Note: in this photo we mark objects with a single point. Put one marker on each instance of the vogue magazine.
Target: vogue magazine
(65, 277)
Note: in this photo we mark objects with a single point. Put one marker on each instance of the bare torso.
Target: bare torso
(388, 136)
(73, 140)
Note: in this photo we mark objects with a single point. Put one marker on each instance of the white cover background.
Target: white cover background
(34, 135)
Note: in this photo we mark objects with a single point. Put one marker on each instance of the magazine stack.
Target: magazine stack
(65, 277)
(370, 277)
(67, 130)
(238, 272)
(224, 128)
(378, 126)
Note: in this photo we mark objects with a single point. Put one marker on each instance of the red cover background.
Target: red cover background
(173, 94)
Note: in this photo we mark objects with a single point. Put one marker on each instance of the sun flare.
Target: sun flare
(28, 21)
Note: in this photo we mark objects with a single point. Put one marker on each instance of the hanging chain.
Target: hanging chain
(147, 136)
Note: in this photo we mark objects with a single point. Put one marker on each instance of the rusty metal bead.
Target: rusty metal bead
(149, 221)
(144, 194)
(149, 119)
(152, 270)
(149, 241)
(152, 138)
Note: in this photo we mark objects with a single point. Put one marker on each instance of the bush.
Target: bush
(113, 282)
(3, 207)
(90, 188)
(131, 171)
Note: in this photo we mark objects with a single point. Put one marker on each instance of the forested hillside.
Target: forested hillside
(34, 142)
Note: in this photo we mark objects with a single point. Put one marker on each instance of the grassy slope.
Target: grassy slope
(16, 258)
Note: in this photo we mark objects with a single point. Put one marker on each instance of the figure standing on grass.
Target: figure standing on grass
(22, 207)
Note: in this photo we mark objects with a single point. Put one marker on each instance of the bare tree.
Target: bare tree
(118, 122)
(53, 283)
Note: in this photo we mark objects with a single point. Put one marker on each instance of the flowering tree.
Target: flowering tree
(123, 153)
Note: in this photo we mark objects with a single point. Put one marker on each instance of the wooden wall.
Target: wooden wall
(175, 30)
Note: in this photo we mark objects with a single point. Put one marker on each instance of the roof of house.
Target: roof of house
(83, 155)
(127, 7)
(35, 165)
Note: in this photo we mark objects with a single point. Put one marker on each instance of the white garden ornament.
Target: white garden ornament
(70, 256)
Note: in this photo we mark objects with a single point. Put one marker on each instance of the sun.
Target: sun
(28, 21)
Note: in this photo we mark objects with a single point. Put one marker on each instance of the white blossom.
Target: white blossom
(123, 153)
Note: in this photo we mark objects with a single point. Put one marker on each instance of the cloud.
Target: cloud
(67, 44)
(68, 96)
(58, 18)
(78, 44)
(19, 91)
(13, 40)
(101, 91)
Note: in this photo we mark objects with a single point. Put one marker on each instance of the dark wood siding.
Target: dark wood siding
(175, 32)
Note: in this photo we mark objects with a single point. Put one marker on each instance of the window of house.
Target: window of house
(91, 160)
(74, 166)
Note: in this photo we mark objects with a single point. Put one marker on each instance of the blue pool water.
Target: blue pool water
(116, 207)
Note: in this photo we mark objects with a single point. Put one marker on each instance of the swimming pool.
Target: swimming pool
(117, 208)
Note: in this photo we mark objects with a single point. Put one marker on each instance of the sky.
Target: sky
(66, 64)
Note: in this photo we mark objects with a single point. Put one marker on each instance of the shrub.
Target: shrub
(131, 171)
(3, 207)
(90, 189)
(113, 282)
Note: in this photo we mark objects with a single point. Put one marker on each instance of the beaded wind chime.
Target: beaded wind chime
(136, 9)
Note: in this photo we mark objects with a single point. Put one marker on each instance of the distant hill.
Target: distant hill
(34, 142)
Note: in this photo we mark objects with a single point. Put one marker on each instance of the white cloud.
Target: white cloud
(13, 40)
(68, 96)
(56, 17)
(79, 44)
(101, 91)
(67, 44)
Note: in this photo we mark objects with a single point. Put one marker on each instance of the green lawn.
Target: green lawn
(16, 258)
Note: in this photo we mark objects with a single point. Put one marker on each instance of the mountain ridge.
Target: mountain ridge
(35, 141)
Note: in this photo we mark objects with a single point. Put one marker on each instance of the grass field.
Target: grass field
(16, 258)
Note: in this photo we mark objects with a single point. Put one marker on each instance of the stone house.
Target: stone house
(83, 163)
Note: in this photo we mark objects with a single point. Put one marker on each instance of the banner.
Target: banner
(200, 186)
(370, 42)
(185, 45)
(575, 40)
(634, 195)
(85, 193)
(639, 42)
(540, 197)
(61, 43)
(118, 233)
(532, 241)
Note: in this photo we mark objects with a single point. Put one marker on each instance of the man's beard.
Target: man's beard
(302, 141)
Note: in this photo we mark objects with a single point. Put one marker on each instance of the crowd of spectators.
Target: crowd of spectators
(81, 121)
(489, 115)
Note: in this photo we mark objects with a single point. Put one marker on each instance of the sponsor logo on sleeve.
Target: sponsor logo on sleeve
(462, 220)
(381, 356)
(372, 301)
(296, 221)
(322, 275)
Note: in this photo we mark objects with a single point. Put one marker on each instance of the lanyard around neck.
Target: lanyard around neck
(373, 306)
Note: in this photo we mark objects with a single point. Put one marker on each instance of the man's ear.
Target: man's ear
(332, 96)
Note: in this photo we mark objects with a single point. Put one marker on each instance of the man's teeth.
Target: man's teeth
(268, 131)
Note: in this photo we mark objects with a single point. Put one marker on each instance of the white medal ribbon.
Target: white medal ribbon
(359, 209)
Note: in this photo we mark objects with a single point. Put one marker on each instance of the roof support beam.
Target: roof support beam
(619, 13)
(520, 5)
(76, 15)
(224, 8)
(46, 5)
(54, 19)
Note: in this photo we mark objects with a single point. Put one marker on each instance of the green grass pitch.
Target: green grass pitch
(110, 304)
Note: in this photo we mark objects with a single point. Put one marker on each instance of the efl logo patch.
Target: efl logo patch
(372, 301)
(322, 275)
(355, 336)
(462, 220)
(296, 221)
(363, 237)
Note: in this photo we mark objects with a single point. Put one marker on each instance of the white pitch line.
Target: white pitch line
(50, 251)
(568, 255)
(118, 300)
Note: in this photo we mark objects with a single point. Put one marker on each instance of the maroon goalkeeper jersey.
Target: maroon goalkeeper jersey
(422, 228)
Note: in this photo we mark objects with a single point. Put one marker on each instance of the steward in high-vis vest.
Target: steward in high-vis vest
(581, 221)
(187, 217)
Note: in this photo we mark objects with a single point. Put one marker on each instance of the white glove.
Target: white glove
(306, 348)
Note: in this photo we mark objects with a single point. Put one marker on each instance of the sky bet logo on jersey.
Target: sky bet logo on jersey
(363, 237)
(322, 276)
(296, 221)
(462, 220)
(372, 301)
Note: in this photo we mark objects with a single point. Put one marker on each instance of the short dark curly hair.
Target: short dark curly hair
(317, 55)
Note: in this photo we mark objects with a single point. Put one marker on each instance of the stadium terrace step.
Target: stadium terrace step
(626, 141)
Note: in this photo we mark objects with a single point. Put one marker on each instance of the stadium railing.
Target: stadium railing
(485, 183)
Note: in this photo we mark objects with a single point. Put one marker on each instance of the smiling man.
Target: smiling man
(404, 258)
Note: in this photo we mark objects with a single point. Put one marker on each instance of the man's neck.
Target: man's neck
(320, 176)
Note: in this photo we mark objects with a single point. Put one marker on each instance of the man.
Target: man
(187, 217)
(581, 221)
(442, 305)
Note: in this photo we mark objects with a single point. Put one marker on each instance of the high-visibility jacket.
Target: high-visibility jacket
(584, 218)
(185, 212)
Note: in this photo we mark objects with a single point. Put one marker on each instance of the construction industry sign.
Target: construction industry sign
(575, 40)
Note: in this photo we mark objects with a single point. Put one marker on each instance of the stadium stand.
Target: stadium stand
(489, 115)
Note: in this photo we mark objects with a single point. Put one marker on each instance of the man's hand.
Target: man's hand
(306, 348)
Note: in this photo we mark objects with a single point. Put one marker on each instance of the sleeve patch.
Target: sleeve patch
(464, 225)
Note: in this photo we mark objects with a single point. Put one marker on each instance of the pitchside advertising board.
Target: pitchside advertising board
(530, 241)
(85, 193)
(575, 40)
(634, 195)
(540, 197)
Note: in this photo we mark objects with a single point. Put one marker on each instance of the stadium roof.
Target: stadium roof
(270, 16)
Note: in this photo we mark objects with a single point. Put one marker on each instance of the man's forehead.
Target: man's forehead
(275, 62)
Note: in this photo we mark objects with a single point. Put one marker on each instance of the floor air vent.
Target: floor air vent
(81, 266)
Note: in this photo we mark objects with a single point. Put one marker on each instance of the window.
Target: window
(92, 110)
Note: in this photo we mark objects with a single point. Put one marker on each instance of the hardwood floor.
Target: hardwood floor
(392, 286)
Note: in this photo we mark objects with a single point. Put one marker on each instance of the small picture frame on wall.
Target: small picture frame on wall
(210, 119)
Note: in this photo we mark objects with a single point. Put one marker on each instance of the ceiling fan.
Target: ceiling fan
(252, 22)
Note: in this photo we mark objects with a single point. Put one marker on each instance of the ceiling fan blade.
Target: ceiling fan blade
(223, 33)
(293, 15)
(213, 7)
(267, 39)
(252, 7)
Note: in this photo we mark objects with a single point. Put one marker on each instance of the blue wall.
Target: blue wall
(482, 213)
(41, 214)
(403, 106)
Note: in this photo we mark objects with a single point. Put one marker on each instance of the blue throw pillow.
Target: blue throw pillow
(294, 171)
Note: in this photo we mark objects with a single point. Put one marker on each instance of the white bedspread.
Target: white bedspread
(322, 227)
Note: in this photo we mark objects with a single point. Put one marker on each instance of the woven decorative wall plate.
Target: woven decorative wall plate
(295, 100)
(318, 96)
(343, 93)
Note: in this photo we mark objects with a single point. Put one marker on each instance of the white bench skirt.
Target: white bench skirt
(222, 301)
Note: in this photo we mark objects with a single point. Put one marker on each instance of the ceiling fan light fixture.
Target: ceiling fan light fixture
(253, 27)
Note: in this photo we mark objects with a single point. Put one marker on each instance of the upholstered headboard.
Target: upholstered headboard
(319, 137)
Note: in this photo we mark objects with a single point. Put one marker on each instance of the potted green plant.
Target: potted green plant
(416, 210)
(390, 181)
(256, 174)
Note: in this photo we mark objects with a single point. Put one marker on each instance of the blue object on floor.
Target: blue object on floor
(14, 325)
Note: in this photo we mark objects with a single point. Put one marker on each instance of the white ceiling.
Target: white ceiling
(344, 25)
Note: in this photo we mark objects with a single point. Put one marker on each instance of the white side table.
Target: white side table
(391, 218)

··········

:: Your objective ::
Take from the material above the lines running from the one with "the magazine stack." through the one with "the grassy slope.", and repeat them exactly, with nothing else.

:: Answer to this exercise ::
Note: in this photo we mark objects with a single point. Put one marker on each instance of the magazine stack.
Target: magazine stack
(65, 277)
(370, 277)
(67, 130)
(238, 272)
(224, 128)
(378, 126)
Note: in this photo we mark objects with a single point. Put one marker on each instance of the red cover background.
Target: red cover background
(173, 94)
Note: in this photo we mark objects with a single point. Put one marker on each instance of the sun flare.
Target: sun flare
(28, 21)
Note: in this photo we mark objects with a single point. Put one marker on each instance of the hanging chain.
Target: hanging chain
(147, 136)
Note: in this photo we mark objects with a single point. Put one marker on each instance of the rusty metal bead.
Target: rusty metal bead
(149, 221)
(144, 194)
(149, 119)
(152, 270)
(149, 241)
(152, 138)
Note: in this photo we mark objects with a single point. Put one marker on each instance of the bush.
Target: bush
(113, 282)
(3, 207)
(90, 188)
(131, 171)
Note: in this photo we mark objects with a single point. Put one marker on each instance of the forested hillside.
Target: forested hillside
(34, 142)
Note: in this photo we mark objects with a single point. Put one marker on each instance of the grassy slope.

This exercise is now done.